Your instructions
In the records below, start at the line that has "the bride in" and stop after the line that has "point(260, 677)". Give only those lines again, with "shrub" replaced by "bush" and nothing else changed.

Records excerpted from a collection
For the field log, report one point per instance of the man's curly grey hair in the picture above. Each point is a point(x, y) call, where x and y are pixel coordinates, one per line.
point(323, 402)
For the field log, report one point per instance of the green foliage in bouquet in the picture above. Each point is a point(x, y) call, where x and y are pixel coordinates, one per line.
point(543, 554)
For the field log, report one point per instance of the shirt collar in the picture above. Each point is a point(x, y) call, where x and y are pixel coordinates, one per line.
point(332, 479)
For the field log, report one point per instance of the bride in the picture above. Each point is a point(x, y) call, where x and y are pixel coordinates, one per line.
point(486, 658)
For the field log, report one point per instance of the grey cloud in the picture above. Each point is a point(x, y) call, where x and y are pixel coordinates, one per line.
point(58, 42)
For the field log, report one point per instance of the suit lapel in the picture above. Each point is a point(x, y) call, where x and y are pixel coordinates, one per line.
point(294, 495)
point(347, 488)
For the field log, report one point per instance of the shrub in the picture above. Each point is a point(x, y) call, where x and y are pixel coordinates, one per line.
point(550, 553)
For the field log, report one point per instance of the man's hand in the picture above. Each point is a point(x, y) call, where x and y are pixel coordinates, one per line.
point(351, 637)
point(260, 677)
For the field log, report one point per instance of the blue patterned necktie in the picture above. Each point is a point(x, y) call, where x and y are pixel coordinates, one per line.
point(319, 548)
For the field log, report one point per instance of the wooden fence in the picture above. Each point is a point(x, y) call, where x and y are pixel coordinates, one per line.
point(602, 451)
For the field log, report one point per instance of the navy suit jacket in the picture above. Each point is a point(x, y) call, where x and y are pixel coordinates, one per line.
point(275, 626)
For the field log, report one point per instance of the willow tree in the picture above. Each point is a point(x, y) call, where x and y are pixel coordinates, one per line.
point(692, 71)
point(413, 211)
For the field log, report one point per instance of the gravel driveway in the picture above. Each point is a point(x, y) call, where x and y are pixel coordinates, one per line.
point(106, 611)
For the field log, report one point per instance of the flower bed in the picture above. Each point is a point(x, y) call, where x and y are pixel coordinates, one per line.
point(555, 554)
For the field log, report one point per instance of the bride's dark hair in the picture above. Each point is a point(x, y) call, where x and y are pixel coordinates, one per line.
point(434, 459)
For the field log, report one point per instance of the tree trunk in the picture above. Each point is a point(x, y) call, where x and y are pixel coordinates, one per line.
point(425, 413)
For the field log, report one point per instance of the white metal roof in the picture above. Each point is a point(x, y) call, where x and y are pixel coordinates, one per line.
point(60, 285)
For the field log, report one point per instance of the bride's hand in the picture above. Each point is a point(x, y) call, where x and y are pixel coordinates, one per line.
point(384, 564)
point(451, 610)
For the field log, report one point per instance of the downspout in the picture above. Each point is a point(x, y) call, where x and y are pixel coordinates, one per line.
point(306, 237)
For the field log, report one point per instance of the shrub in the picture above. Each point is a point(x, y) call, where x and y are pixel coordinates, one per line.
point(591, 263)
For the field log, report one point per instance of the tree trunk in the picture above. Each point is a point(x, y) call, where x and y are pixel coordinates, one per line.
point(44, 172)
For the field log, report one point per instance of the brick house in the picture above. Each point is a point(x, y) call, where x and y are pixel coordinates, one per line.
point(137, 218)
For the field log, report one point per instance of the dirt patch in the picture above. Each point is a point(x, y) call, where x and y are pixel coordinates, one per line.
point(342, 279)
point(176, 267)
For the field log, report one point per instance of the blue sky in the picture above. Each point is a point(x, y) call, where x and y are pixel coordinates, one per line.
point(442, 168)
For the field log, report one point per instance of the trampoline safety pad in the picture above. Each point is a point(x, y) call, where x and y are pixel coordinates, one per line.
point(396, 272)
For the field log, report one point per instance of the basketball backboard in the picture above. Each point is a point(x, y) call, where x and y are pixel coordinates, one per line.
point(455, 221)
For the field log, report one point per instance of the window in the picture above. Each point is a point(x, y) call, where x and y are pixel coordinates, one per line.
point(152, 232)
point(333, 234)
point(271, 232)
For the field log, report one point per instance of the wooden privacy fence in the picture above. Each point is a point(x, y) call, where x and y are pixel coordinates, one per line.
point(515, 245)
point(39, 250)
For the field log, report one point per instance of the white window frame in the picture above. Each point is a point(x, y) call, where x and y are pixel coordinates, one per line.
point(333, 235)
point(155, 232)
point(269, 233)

Response to this exercise
For the field log, report one point per instance of the bride in the picture above. Each point is a point(x, y) call, where x and y are pixel coordinates, one per line.
point(486, 658)
For the field log, report one point per instance of the grey cloud in the picture above. Each point is a point(x, y) call, where x and y are pixel coordinates, one per line.
point(58, 42)
For the field log, report one point per instance of the suit lapel in the picture above. Each point is a point(x, y) call, where x and y are pixel coordinates, one per line.
point(294, 495)
point(347, 488)
For the field log, report one point per instance of the bush in the picture above. Each point is a point(x, y) call, where x and y are pixel coordinates, one per line.
point(550, 553)
For the field log, report one point per instance of the man's hand in the picture above. Each point is a point(x, y) call, where x and y are pixel coordinates, one per line.
point(351, 637)
point(260, 677)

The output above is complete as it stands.